>> Begin DATA SUPPLIED

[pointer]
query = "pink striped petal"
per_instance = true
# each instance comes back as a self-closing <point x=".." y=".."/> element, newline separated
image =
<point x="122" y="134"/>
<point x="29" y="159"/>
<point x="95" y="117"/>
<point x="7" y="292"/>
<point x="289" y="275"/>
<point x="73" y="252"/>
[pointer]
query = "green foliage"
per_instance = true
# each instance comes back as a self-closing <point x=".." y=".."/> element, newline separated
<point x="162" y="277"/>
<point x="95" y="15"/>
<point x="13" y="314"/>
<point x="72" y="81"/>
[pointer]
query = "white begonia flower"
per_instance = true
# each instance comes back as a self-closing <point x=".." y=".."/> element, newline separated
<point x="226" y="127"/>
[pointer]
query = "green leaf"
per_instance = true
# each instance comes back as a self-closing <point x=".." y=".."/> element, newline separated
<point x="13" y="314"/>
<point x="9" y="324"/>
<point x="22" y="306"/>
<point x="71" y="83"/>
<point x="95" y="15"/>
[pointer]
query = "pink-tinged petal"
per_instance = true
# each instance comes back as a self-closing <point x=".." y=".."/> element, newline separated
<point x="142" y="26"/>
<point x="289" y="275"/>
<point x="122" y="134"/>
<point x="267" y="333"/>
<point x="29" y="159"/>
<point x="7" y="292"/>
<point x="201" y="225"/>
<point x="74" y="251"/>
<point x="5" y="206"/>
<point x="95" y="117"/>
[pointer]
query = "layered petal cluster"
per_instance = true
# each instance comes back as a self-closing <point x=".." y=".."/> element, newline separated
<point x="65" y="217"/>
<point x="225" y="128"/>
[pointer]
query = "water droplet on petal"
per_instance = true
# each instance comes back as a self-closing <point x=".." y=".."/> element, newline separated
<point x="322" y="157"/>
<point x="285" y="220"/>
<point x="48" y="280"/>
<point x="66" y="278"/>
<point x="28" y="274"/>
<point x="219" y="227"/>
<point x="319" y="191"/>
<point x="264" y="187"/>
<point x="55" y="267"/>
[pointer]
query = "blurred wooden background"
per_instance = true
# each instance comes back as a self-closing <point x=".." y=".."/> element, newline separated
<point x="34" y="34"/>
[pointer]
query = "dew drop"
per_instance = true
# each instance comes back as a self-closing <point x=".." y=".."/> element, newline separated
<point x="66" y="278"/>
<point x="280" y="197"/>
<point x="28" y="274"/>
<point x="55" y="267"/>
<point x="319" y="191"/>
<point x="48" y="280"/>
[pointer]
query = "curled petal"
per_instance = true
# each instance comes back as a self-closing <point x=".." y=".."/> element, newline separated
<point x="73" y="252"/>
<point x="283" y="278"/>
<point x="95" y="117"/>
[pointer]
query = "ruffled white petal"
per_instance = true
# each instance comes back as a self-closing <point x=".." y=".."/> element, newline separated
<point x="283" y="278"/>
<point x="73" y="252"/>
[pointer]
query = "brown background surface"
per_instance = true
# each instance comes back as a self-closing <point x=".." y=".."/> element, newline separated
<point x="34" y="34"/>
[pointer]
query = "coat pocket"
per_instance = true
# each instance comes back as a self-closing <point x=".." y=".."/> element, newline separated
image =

>> End DATA SUPPLIED

● STATED GOAL:
Extract the complete data, matching each line exactly.

● EXERCISE OUTPUT:
[pointer]
query = "pink striped petal"
per_instance = true
# each instance comes back as a self-closing <point x=".." y=".."/> element, newline separated
image =
<point x="122" y="134"/>
<point x="29" y="159"/>
<point x="95" y="117"/>
<point x="7" y="292"/>
<point x="289" y="275"/>
<point x="73" y="252"/>
[pointer]
query = "green foliage"
per_instance = true
# each instance comes back as a self-closing <point x=".." y=".."/> element, newline separated
<point x="162" y="277"/>
<point x="95" y="15"/>
<point x="13" y="314"/>
<point x="72" y="81"/>
[pointer]
query = "white begonia flower"
per_instance = true
# each instance comes back as a self-closing <point x=".." y=".."/> element, newline separated
<point x="226" y="127"/>
[pointer]
query = "green leaf"
per_instance = true
# each instance comes back as a self-closing <point x=".." y=".."/> element, newline separated
<point x="13" y="314"/>
<point x="9" y="324"/>
<point x="22" y="306"/>
<point x="71" y="83"/>
<point x="95" y="15"/>
[pointer]
query = "pink-tinged petal"
per_instance = true
# each instance comes back as a self-closing <point x=".." y=".."/> element, newline separated
<point x="142" y="26"/>
<point x="289" y="275"/>
<point x="122" y="134"/>
<point x="267" y="333"/>
<point x="29" y="159"/>
<point x="7" y="292"/>
<point x="201" y="225"/>
<point x="74" y="251"/>
<point x="5" y="206"/>
<point x="95" y="117"/>
[pointer]
query = "layered petal cluster"
per_instance = true
# each instance comes back as a self-closing <point x=".." y=".."/> element, newline separated
<point x="65" y="217"/>
<point x="225" y="128"/>
[pointer]
query = "water droplet on petal"
per_instance = true
# each instance comes back as a self-closing <point x=".." y=".."/> element, newline separated
<point x="322" y="157"/>
<point x="285" y="220"/>
<point x="48" y="280"/>
<point x="66" y="278"/>
<point x="28" y="274"/>
<point x="219" y="227"/>
<point x="319" y="191"/>
<point x="264" y="187"/>
<point x="55" y="267"/>
[pointer]
query = "blurred wooden background"
per_instance = true
# each instance comes back as a self-closing <point x=".." y=".."/> element, newline separated
<point x="34" y="34"/>
[pointer]
query = "dew drop"
per_instance = true
# each instance comes back as a self-closing <point x=".." y=".."/> element, newline separated
<point x="66" y="278"/>
<point x="280" y="197"/>
<point x="28" y="274"/>
<point x="55" y="267"/>
<point x="319" y="191"/>
<point x="48" y="280"/>
[pointer]
query = "curled petal"
per_instance = true
# each instance comes back as a self-closing <point x=".." y=".."/> element, newline separated
<point x="73" y="252"/>
<point x="283" y="278"/>
<point x="95" y="117"/>
[pointer]
query = "ruffled white petal"
per_instance = true
# each instance comes back as a self-closing <point x=".." y=".."/> element, newline separated
<point x="283" y="278"/>
<point x="73" y="252"/>
[pointer]
query = "brown background surface"
per_instance = true
# each instance comes back as a self-closing <point x=".." y=".."/> element, newline separated
<point x="34" y="34"/>
[pointer]
query = "coat pocket"
per_instance = true
# each instance comes back as a self-closing <point x=".." y=".."/> element, newline separated
image =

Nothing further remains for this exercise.